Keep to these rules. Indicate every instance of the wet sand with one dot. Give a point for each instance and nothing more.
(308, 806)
--
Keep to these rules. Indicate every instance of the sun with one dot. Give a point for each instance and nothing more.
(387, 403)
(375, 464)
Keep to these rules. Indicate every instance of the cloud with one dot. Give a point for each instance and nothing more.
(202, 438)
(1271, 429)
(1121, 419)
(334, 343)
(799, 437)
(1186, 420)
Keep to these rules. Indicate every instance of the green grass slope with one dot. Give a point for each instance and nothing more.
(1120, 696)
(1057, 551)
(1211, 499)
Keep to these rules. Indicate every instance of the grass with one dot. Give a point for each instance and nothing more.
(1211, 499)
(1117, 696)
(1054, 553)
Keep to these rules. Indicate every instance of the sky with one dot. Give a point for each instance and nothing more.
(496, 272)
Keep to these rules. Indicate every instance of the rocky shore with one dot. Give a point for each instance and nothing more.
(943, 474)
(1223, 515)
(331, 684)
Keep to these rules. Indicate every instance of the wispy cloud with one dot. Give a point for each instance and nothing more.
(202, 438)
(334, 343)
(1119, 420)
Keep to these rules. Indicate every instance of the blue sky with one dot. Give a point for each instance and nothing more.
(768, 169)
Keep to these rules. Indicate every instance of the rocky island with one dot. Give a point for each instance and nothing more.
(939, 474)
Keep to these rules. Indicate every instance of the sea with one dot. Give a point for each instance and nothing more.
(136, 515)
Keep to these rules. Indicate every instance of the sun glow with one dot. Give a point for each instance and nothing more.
---
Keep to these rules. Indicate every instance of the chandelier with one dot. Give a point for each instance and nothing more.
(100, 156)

# THE TASK:
Reproduce the entries starting at the line containing "Keep to these rules. Indicate every instance of the sea" and ending at the line containing "Keep to these rules. Indicate every instance of the sun glow", swapping "dot" for "marker" and leaving everything else unchanged. Return only those lines.

# OUTPUT OF THE EXERCISE:
Keep to these rules. Indicate every instance of the sea with one marker. Give a point for each instance and nothing more.
(136, 515)
Keep to these rules. Indicate every instance of the sun glow with one marker. Give a point for each instance and nothing more.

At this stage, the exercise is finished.